PROBLEMS TO WORK ON:
1. According to the hepatitis E virus passage, which open reading frame encodes the viral capsid?
2. Write the next part of the hepatitis E virus passage, picking up after its final sentence.

PAGE EXTRACT:
-=-=-=-=-

Background and Aim: Hepatitis E virus (HEV) infection is the most common cause of acute hepatitis worldwide. This faecal-orally transmitted virus is responsible for epidemics and sporadic cases of hepatitis E in emerging countries but has now been recognized as a zoonotic infection in developed countries through consumption of contaminated food. HEV is a small icosahedral, non-enveloped virus with a positive-strand RNA genome of 7.2 kb encoding three open reading frames (ORFs). ORF1 encodes the replicase, ORF2 the viral capsid and ORF3 a small, hitherto poorly characterized protein. To date, ORF3 protein is believed to play an important role in particle secretion. The aim of this study was to further characterize the ORF3 protein by biochemical approaches.

-=-=-=-=-

SUPPLIED MATERIAL:
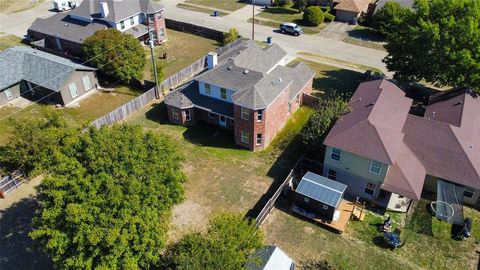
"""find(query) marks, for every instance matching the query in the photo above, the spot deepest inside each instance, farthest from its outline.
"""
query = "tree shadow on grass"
(17, 248)
(337, 81)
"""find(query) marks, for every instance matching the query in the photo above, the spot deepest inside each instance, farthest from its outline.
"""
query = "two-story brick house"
(384, 154)
(251, 92)
(66, 31)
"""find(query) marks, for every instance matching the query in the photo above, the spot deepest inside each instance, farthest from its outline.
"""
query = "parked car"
(62, 5)
(291, 28)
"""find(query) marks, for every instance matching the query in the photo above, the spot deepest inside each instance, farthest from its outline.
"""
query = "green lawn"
(90, 108)
(10, 41)
(230, 5)
(361, 245)
(182, 50)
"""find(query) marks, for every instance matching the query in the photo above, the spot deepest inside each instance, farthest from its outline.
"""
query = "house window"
(175, 115)
(336, 154)
(245, 136)
(208, 89)
(86, 83)
(259, 139)
(245, 113)
(8, 93)
(375, 167)
(73, 90)
(332, 174)
(223, 93)
(259, 115)
(469, 192)
(369, 188)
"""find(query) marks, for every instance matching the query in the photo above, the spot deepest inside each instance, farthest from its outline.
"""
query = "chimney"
(104, 9)
(212, 60)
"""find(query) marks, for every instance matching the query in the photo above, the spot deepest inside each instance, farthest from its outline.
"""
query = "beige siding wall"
(14, 89)
(77, 79)
(356, 165)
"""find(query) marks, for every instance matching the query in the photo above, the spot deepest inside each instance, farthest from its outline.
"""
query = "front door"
(222, 120)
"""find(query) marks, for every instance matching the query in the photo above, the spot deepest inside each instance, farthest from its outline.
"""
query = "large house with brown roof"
(66, 31)
(386, 155)
(249, 90)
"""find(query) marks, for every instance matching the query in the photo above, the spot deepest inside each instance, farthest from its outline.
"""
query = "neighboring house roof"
(321, 189)
(270, 258)
(189, 97)
(352, 5)
(377, 113)
(62, 26)
(445, 143)
(252, 74)
(403, 3)
(41, 68)
(117, 9)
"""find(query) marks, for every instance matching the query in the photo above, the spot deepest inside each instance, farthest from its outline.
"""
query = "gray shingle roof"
(117, 9)
(188, 97)
(61, 25)
(41, 68)
(321, 189)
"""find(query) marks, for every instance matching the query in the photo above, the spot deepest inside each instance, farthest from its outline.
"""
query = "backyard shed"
(319, 195)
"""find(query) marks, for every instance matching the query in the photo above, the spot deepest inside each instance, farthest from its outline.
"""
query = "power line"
(53, 92)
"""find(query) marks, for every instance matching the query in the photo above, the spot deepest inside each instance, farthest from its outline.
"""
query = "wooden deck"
(346, 209)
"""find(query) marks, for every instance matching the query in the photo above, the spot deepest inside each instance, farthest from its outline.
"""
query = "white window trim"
(339, 155)
(86, 79)
(243, 112)
(9, 96)
(243, 132)
(70, 87)
(225, 93)
(371, 165)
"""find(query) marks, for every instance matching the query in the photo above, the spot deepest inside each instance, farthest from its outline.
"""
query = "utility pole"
(150, 42)
(253, 19)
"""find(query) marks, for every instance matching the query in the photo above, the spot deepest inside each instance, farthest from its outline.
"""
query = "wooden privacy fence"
(9, 183)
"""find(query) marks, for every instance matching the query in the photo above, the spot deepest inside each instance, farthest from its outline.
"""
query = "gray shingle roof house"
(67, 31)
(250, 91)
(26, 71)
(385, 154)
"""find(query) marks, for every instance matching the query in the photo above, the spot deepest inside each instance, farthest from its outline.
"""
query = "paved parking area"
(336, 30)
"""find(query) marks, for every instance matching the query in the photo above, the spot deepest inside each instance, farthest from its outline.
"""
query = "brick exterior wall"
(274, 119)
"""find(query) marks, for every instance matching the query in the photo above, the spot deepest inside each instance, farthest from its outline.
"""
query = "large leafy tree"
(227, 244)
(106, 200)
(439, 42)
(118, 55)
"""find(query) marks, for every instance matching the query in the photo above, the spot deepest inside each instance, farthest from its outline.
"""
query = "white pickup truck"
(63, 5)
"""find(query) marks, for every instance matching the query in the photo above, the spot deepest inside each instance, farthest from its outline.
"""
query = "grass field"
(90, 108)
(229, 5)
(361, 246)
(9, 41)
(182, 50)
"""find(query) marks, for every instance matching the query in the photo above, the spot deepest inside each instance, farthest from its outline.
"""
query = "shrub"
(328, 17)
(313, 16)
(231, 36)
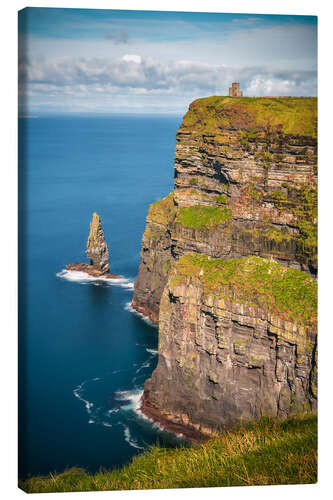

-=-=-=-=-

RESPONSES TO THE EXERCISE:
1. ORF2 encodes the viral capsid.

2.
Methods: Various plasmids allowing the expression of wild-type and mutant ORF3 protein were transfected into mammalian cells. Cell free expression systems were employed to translate recombinant ORF3 protein in vitro. Protein lysates were analysed by SDS-PAGE and western blot (WB) analyses. An immunoprecipitation protocol using FLAG® superscript M2 magnetic beads was developed to purify ORF3-FLAG protein for mass spectrometry (MS) analysis.
Results: We observed that ORF3 protein displays different and higher apparent molecular weight (MW) when expressed in mammalian cells as compared to cell free expression system. Furthermore, the observed higher MW was not due to potential phosphorylation at Ser 70. In addition, co-expression of the ORF2 capsid protein did not influence the apparent MW of ORF3 protein. We successfully optimized an immunoprecipitation protocol to efficiently and specifically recover a C-terminally FLAG-tagged ORF3 protein expressed in mammalian cells. Despite efforts to increase the amount of protein recovered for MS analysis, the latter did not reveal any substantial modification in ORF3 protein. Finally, a more targeted approach did not reveal any glycosylation of ORF3 protein.
Conclusion: Our findings reveal that HEV ORF3 protein has a higher MW than expected and suggest that it is likely post-translationally modified. Therefore, it opens new perspectives in the understanding of this viral protein as well as of the HEV life cycle.